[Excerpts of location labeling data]
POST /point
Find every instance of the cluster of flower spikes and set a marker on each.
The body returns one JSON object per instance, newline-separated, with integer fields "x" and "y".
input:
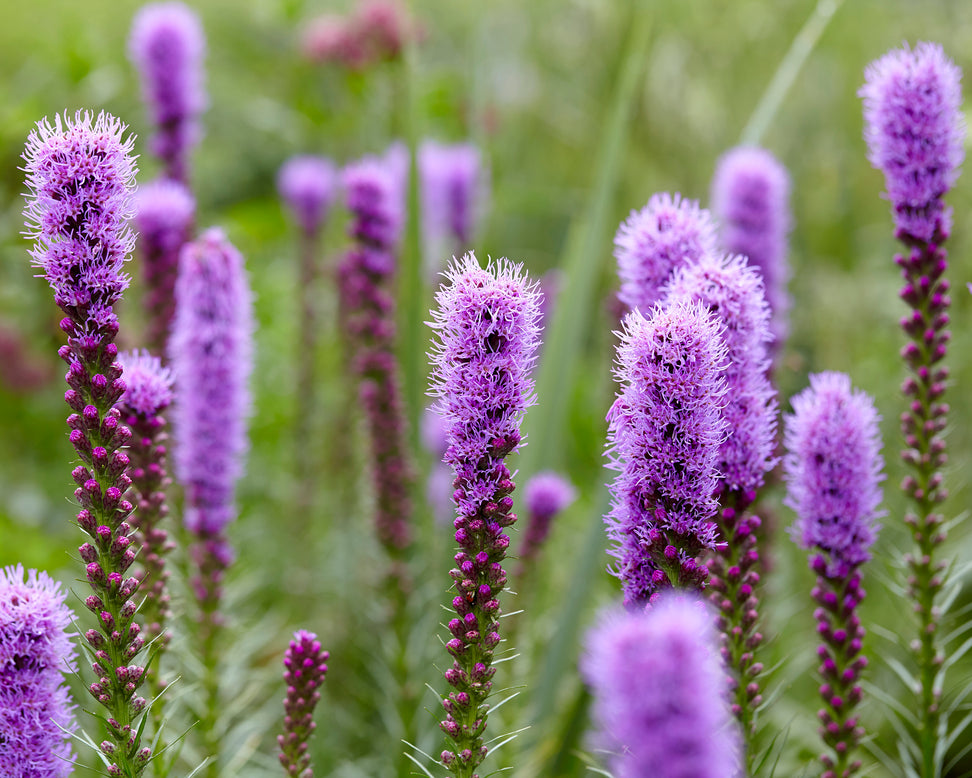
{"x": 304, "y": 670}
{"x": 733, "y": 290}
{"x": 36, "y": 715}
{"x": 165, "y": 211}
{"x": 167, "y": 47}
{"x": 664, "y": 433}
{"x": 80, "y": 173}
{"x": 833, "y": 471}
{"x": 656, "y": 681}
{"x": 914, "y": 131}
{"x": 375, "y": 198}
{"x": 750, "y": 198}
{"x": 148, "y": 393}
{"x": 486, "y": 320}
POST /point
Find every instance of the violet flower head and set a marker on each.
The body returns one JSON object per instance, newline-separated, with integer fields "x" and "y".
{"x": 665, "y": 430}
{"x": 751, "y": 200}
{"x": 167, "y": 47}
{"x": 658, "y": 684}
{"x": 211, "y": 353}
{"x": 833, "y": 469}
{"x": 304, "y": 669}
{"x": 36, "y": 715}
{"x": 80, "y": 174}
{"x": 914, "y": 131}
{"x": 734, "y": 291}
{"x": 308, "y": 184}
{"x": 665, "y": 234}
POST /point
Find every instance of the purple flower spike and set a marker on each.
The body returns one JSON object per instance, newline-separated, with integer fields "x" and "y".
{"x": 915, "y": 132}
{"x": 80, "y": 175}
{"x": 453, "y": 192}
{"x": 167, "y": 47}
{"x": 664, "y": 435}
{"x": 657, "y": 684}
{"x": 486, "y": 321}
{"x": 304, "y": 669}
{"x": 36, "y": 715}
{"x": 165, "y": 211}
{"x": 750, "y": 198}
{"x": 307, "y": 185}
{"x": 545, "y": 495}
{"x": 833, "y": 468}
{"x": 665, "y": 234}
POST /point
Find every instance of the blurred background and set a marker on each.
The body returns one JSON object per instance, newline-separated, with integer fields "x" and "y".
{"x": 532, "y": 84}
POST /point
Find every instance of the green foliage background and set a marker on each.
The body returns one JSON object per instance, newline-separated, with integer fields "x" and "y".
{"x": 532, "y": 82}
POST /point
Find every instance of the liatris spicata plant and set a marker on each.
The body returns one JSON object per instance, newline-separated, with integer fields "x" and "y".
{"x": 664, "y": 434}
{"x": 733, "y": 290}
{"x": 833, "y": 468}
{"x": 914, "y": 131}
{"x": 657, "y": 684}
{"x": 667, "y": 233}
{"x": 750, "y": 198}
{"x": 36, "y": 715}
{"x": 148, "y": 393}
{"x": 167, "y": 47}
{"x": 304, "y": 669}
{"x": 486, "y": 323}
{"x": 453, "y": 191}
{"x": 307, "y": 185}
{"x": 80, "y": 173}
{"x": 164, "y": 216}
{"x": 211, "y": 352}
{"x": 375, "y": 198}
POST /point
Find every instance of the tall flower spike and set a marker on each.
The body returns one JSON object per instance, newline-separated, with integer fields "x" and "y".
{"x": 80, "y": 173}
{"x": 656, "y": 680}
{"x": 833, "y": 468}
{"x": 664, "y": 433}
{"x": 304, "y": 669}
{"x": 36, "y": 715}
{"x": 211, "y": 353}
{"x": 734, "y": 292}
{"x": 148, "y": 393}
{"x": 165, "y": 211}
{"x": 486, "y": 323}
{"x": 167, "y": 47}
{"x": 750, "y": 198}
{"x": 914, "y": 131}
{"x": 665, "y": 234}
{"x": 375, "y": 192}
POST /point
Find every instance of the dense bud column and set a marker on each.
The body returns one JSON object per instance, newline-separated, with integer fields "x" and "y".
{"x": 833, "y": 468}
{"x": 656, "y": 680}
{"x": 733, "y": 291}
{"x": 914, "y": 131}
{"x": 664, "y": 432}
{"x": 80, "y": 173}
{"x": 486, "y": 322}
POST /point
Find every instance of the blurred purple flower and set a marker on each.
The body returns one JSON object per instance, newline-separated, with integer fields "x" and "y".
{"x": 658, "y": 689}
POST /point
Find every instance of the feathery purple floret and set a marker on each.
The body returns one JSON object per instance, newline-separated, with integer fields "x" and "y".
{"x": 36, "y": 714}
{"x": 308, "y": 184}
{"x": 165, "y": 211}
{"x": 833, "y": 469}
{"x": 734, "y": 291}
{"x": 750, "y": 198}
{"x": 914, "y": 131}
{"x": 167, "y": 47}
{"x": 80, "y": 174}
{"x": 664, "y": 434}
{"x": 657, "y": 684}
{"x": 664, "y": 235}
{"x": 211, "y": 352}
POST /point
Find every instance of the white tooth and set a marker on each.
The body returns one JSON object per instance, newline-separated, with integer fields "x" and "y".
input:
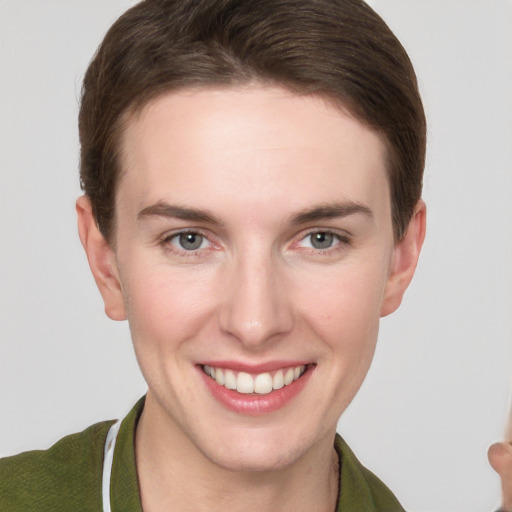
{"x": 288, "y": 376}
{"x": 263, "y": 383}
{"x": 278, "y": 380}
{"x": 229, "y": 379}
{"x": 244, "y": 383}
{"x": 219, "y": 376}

• WRITTEN INSTRUCTION: Quote the material word for word, dropping any images it holds.

• FULL ANSWER:
POST /point
Find every instance of the cluster of flower spikes and set a marker on each.
The body returns one JSON object per instance, newline-separated, with integer fields "x" and "y".
input:
{"x": 304, "y": 670}
{"x": 733, "y": 290}
{"x": 36, "y": 715}
{"x": 165, "y": 211}
{"x": 167, "y": 47}
{"x": 664, "y": 433}
{"x": 80, "y": 173}
{"x": 833, "y": 471}
{"x": 656, "y": 681}
{"x": 914, "y": 131}
{"x": 375, "y": 198}
{"x": 750, "y": 198}
{"x": 148, "y": 393}
{"x": 486, "y": 320}
POST /point
Find every instance of the violet flower head and set a marker on each.
The body returns one JSON object per instance, newline-separated, with integer fields "x" and "y".
{"x": 665, "y": 430}
{"x": 751, "y": 200}
{"x": 167, "y": 47}
{"x": 658, "y": 684}
{"x": 211, "y": 353}
{"x": 833, "y": 469}
{"x": 304, "y": 669}
{"x": 36, "y": 715}
{"x": 80, "y": 174}
{"x": 914, "y": 131}
{"x": 734, "y": 291}
{"x": 308, "y": 184}
{"x": 665, "y": 234}
POST /point
Find every instance of the purple flower spike and set a marker on each.
The body returns one JSON object per instance, newline-separated, with integer fields "x" and "y".
{"x": 915, "y": 132}
{"x": 80, "y": 175}
{"x": 453, "y": 192}
{"x": 167, "y": 47}
{"x": 664, "y": 435}
{"x": 657, "y": 684}
{"x": 486, "y": 321}
{"x": 304, "y": 669}
{"x": 36, "y": 715}
{"x": 165, "y": 211}
{"x": 750, "y": 198}
{"x": 307, "y": 185}
{"x": 545, "y": 495}
{"x": 833, "y": 468}
{"x": 665, "y": 234}
POST /point
Find every instance of the blurred background and set a marker on each.
The body returns one JSON object per instance, newline-separated, with integer fields "x" and "y".
{"x": 532, "y": 84}
POST /point
Find every instance of the green foliage background and set a marker on each.
The body returns one JSON object per instance, newline-separated, with integer fields "x" and "y".
{"x": 532, "y": 82}
POST /point
Find every instance of the liatris spicata plant and set a marker on each.
The body returns one JSON object per instance, newline-separated, with integer fields "x" and "y".
{"x": 664, "y": 434}
{"x": 733, "y": 290}
{"x": 833, "y": 468}
{"x": 914, "y": 131}
{"x": 657, "y": 684}
{"x": 667, "y": 233}
{"x": 750, "y": 198}
{"x": 36, "y": 715}
{"x": 148, "y": 393}
{"x": 167, "y": 47}
{"x": 304, "y": 669}
{"x": 486, "y": 323}
{"x": 453, "y": 191}
{"x": 307, "y": 185}
{"x": 80, "y": 173}
{"x": 164, "y": 216}
{"x": 211, "y": 352}
{"x": 375, "y": 198}
POST /point
Find every instance of the tall flower spike and set a marker on each.
The body returns one JSON object per instance, newline-separated, with integer fields "x" and "y".
{"x": 80, "y": 173}
{"x": 656, "y": 680}
{"x": 833, "y": 468}
{"x": 664, "y": 433}
{"x": 304, "y": 669}
{"x": 36, "y": 715}
{"x": 211, "y": 353}
{"x": 734, "y": 292}
{"x": 148, "y": 393}
{"x": 165, "y": 211}
{"x": 486, "y": 323}
{"x": 167, "y": 47}
{"x": 750, "y": 198}
{"x": 914, "y": 131}
{"x": 665, "y": 234}
{"x": 375, "y": 192}
POST /point
Find every instance of the dense bud column and set a marker on each.
The body returns one JSON object per instance, newline-separated, with integer fields "x" and "y".
{"x": 833, "y": 468}
{"x": 656, "y": 680}
{"x": 733, "y": 291}
{"x": 914, "y": 131}
{"x": 664, "y": 432}
{"x": 80, "y": 173}
{"x": 486, "y": 322}
POST /point
Find every instance of the blurred purple flower and set a marker on each.
The body returns one JSON object per instance, newline-separated, with integer fields "x" and "y".
{"x": 658, "y": 689}
POST /point
Find every instance of the feathery purple floret and set a marker on each.
The body returns one JSON object per instance, newline-separated, with integer fields "x" and "y".
{"x": 36, "y": 714}
{"x": 308, "y": 184}
{"x": 165, "y": 211}
{"x": 833, "y": 469}
{"x": 734, "y": 291}
{"x": 750, "y": 198}
{"x": 914, "y": 131}
{"x": 167, "y": 47}
{"x": 80, "y": 174}
{"x": 664, "y": 434}
{"x": 657, "y": 684}
{"x": 664, "y": 235}
{"x": 211, "y": 352}
POST /point
Find every instance of the white tooth and set a marker on each.
The body returns one JSON object per instance, newline-separated, with integer fields "x" and "y".
input:
{"x": 288, "y": 376}
{"x": 263, "y": 383}
{"x": 278, "y": 380}
{"x": 229, "y": 379}
{"x": 244, "y": 383}
{"x": 219, "y": 376}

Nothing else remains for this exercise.